- [Формулировка задания 1]: Какой музей, согласно извлечённому тексту, расположен ныне в особняке Сандры Курлиной?
■ ■ ■
Наследие:

Женщина

2 апреля 2016

101.1 (33)

Да у ней, небось, и ружье с собой,

А в кармане у нее – гвоздь какой,

А в корзинку-то, небось, ножик спрятала,

Тут кто хошь пойдет без провожатого…

Ю. Ким

 

Обычно, когда пишут статьи или делают телепередачи о самарских красавицах, обязательно рассказывают о Сандре Курлиной, хозяйке чудесного самарского особняка, в котором расположен ныне Музей Модерна. Получается, и в вопросе женской красоты, моды, идентичности в нашем городе сформировался стойкий стереотип: «Самарская красавица – Сандра Курлина».

Конечно, раскрасавица! Конечно, умница! Блистательно выезжала в дорогих экипажах в сонную тишь пыльных мостовых. Уютно прятала симпатичные щечки в дорогие меха. А как насчет тех женщин, которым не посчастливилось иметь шикарный особняк, оборудованный по последнему слову техники и поэтизированный изгибами модерна?..
■ ■ ■
- [Формулировка задания 2]: Оформите в виде нумерованного списка фрагмент листинга от строки, содержащей «Expected behavior: point out the beard», до конца листинга, включая обе границы. Пустые строки не включайте.
■ ■ ■
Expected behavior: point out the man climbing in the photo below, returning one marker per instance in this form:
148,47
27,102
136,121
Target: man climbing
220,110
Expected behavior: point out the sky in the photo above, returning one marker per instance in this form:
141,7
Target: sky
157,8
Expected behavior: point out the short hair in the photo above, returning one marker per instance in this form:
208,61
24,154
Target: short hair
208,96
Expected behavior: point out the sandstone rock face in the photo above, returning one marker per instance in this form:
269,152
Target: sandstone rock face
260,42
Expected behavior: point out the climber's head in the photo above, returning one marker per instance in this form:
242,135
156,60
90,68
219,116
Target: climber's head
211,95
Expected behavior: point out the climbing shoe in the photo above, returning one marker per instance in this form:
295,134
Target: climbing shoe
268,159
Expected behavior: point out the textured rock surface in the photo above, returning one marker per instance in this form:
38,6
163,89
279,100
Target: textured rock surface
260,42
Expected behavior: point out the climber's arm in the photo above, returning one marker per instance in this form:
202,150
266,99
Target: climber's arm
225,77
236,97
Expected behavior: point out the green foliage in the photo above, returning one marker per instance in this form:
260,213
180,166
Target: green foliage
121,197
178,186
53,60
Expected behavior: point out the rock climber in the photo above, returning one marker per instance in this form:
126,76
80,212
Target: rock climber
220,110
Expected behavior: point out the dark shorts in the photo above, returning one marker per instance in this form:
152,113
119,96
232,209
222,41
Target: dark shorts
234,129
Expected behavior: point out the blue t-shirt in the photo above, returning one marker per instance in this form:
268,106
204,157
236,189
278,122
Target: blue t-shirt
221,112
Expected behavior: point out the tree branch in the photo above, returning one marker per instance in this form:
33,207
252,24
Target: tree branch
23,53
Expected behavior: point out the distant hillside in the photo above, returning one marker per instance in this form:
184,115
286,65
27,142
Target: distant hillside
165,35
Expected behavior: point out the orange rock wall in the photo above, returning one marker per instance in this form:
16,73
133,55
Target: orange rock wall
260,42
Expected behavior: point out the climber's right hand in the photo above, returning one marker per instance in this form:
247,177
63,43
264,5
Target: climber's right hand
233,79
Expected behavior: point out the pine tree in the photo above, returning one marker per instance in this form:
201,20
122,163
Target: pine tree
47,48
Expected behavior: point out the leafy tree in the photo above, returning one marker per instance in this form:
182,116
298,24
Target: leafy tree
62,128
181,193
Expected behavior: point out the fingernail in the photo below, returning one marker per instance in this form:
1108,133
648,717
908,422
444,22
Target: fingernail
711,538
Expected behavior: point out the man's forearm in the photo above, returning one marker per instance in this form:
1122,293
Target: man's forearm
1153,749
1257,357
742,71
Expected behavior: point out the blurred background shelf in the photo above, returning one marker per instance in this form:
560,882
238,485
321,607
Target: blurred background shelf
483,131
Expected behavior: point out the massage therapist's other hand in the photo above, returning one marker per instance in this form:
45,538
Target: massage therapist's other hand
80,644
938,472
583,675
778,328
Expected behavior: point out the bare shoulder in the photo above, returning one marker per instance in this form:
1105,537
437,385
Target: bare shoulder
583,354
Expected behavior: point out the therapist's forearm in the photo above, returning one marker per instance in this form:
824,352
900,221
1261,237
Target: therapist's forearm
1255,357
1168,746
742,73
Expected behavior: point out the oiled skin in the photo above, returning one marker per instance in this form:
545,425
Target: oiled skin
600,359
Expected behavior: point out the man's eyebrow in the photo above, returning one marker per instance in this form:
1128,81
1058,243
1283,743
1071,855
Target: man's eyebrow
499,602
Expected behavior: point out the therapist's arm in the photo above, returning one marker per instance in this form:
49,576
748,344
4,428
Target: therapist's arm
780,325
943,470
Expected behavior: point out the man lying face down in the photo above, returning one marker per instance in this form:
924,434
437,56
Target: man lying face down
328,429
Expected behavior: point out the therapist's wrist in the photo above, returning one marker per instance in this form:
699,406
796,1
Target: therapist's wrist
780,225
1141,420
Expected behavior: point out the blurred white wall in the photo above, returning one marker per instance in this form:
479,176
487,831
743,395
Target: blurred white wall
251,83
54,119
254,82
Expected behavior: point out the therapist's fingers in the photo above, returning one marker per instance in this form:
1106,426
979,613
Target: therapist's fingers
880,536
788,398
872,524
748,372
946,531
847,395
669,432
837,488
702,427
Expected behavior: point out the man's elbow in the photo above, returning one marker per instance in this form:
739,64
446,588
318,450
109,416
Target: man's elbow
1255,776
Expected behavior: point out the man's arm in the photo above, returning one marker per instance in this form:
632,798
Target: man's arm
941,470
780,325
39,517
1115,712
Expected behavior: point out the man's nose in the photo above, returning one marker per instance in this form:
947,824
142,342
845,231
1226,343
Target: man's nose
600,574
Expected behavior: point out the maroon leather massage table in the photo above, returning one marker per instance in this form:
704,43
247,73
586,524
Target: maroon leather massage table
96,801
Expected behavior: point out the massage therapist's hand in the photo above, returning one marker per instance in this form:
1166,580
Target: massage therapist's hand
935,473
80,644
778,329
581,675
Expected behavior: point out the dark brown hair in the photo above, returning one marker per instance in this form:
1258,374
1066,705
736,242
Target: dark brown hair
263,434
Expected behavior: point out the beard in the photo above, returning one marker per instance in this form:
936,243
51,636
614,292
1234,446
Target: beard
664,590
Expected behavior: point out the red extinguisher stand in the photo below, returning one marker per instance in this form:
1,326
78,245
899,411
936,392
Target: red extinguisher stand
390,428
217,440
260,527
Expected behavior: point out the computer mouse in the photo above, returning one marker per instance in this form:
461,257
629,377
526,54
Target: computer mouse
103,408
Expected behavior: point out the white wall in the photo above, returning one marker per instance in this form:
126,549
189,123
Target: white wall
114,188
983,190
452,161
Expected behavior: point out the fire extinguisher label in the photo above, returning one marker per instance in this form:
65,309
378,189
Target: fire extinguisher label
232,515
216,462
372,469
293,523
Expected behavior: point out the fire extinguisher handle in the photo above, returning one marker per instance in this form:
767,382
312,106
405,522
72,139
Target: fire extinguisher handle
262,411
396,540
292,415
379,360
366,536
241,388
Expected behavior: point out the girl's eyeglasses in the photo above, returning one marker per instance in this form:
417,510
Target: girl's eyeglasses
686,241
■ ■ ■
- [Письменный ответ 1]: Музей Модерна.

- [Письменный ответ 2]:
1. Expected behavior: point out the beard in the photo above, returning one marker per instance in this form:
2. 936,243
3. 51,636
4. 614,292
5. 1234,446
6. Target: beard
7. 664,590
8. Expected behavior: point out the red extinguisher stand in the photo below, returning one marker per instance in this form:
9. 1,326
10. 78,245
11. 899,411
12. 936,392
13. Target: red extinguisher stand
14. 390,428
15. 217,440
16. 260,527
17. Expected behavior: point out the computer mouse in the photo above, returning one marker per instance in this form:
18. 461,257
19. 629,377
20. 526,54
21. Target: computer mouse
22. 103,408
23. Expected behavior: point out the white wall in the photo above, returning one marker per instance in this form:
24. 126,549
25. 189,123
26. Target: white wall
27. 114,188
28. 983,190
29. 452,161
30. Expected behavior: point out the fire extinguisher label in the photo above, returning one marker per instance in this form:
31. 65,309
32. 378,189
33. Target: fire extinguisher label
34. 232,515
35. 216,462
36. 372,469
37. 293,523
38. Expected behavior: point out the fire extinguisher handle in the photo above, returning one marker per instance in this form:
39. 767,382
40. 312,106
41. 405,522
42. 72,139
43. Target: fire extinguisher handle
44. 262,411
45. 396,540
46. 292,415
47. 379,360
48. 366,536
49. 241,388
50. Expected behavior: point out the girl's eyeglasses in the photo above, returning one marker per instance in this form:
51. 417,510
52. Target: girl's eyeglasses
53. 686,241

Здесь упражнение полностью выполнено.